*PROBLEM TO SOLVE*: Report how many lines of the records below contain the word "parked". Give only the number.

Dataset excerpt:
>>>

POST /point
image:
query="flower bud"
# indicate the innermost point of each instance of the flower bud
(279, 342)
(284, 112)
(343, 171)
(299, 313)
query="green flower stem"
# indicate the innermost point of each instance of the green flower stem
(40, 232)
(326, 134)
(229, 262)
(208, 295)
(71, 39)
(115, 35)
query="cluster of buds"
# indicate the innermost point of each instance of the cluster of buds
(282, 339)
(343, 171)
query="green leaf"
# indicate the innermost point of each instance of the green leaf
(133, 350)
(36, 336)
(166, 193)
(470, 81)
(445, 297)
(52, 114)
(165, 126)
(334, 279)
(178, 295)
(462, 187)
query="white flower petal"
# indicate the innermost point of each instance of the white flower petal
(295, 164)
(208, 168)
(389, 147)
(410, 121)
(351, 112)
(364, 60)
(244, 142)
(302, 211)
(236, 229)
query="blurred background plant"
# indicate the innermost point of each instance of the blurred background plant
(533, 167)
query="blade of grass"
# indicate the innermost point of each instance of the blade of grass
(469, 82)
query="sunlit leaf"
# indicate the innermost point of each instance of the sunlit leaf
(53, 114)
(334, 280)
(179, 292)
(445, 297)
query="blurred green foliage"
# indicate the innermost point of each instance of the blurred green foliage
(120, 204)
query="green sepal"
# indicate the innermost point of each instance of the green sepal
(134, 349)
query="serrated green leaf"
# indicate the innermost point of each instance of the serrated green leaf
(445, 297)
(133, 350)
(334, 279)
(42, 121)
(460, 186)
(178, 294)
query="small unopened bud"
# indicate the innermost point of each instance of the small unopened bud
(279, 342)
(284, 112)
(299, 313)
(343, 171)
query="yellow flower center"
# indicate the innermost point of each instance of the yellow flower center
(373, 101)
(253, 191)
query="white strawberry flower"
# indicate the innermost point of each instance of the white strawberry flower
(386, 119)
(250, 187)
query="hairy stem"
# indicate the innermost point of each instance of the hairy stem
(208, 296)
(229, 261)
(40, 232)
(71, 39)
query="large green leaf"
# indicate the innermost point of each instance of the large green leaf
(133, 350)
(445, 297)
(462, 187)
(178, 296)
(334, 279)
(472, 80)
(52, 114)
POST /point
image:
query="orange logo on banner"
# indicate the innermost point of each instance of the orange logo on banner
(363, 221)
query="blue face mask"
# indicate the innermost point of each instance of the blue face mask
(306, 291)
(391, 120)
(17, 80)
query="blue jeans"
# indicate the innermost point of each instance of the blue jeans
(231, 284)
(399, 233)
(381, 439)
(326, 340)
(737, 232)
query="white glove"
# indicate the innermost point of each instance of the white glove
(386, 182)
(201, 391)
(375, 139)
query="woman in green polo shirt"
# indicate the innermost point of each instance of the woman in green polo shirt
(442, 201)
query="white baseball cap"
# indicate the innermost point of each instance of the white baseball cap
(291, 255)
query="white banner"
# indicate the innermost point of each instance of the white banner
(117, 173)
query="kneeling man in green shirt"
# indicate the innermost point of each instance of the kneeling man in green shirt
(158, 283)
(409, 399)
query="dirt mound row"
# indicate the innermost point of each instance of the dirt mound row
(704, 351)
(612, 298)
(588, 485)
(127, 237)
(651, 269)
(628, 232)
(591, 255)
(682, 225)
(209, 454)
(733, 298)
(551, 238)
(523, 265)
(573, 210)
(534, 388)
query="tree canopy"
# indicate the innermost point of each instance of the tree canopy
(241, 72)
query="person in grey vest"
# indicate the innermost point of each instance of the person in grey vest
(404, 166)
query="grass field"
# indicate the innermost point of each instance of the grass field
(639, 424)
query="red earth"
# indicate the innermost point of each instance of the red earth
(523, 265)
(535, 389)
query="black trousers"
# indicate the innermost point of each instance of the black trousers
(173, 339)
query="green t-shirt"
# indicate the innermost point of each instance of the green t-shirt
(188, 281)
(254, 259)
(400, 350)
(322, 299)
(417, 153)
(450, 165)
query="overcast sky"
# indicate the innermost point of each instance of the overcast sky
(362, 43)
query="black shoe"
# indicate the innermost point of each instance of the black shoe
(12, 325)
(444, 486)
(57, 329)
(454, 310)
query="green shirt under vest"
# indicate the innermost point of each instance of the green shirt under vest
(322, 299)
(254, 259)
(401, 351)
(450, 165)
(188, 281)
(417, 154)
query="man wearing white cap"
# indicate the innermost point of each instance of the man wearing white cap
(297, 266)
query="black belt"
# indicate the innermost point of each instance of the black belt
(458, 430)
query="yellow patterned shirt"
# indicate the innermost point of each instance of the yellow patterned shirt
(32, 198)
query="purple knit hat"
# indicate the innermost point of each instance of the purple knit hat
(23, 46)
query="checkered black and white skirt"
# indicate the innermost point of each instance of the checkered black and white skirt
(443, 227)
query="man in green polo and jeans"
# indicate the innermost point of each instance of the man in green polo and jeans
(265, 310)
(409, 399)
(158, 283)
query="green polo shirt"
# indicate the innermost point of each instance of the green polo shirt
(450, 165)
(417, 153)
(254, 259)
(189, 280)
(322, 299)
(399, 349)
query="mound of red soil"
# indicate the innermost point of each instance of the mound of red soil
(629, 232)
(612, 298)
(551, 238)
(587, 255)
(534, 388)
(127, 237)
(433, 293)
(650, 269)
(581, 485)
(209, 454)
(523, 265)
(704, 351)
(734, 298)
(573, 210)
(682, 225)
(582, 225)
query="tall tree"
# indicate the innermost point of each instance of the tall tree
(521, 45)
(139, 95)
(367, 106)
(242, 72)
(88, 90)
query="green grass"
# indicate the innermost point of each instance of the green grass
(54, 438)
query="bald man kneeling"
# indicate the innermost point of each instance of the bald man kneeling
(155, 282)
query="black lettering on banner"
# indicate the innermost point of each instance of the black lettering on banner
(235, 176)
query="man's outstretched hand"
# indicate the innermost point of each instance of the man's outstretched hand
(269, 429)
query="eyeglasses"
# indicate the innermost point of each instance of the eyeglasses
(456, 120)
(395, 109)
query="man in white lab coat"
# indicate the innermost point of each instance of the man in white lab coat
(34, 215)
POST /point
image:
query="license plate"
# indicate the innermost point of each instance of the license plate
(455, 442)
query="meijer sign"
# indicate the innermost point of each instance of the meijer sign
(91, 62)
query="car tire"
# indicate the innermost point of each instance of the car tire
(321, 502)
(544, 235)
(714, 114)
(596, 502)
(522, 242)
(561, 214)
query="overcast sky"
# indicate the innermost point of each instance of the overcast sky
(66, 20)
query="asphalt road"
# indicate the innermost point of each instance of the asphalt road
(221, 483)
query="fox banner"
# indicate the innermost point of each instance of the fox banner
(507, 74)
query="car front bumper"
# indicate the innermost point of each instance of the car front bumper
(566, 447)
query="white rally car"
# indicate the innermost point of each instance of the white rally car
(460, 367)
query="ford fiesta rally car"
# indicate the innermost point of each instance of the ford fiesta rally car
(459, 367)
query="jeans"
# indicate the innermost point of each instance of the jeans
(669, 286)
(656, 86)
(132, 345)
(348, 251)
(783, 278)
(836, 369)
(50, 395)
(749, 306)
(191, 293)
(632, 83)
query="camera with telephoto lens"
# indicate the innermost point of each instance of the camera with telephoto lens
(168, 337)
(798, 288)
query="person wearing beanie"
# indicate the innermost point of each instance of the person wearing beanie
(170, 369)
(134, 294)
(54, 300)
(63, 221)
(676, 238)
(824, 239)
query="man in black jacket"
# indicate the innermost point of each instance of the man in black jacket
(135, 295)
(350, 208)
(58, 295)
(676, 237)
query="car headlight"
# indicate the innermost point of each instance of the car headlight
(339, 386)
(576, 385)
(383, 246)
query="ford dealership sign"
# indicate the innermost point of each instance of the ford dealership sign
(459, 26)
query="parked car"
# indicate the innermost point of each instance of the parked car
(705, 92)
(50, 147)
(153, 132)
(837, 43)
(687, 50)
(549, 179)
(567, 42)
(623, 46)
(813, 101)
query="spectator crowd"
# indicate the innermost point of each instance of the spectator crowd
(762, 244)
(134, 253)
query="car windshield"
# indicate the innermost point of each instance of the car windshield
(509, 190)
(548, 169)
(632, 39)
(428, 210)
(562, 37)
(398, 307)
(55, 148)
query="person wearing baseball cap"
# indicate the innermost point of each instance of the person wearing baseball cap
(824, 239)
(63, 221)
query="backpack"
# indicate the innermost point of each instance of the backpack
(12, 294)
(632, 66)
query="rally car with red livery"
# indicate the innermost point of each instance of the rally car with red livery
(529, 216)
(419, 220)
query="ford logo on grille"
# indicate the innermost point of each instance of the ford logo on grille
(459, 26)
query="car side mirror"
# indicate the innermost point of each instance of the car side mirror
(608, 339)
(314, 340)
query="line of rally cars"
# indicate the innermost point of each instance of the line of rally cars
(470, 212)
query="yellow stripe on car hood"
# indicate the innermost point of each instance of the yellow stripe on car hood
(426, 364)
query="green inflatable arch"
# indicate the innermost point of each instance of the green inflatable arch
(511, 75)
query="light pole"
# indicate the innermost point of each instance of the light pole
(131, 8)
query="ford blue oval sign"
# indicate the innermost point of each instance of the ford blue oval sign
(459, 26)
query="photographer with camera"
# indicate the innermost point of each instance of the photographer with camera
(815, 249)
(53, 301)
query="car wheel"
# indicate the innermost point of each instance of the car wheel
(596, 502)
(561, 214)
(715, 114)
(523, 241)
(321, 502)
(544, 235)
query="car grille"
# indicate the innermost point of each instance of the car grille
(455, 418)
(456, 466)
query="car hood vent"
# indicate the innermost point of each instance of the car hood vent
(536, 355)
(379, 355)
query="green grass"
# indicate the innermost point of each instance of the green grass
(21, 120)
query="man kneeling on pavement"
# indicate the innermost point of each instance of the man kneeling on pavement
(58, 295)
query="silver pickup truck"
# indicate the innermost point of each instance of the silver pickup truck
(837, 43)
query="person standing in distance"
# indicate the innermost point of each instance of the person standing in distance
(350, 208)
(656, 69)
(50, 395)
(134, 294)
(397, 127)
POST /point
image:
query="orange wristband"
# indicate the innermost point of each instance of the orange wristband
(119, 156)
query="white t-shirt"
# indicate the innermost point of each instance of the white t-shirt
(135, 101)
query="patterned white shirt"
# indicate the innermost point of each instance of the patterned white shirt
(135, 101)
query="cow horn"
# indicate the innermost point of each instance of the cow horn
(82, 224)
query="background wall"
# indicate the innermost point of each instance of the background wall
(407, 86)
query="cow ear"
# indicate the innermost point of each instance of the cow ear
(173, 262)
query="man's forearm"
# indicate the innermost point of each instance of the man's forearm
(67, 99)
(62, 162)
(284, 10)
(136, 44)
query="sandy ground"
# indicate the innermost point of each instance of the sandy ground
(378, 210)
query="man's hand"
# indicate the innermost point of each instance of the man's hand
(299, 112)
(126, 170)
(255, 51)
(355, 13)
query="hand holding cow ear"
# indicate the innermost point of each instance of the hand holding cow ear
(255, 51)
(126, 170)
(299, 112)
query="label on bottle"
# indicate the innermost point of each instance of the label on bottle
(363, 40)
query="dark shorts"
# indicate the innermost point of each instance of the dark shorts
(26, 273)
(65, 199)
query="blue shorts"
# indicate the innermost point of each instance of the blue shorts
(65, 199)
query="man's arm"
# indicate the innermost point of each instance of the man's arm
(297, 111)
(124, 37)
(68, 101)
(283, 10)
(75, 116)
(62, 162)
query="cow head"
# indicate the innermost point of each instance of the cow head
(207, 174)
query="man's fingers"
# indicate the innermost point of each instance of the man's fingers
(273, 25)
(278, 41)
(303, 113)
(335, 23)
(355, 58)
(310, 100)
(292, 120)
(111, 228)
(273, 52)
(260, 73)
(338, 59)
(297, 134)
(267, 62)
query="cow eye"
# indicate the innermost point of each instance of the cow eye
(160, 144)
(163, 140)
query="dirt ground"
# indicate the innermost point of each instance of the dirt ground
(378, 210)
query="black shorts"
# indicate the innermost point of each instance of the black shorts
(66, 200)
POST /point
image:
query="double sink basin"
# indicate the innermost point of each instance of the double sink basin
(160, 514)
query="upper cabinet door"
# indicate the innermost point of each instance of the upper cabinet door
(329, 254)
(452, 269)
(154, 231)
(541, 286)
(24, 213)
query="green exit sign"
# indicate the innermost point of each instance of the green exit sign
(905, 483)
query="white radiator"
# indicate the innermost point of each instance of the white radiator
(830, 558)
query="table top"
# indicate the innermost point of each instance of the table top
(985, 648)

<<<

*SOLUTION TO THIS EXERCISE*: 2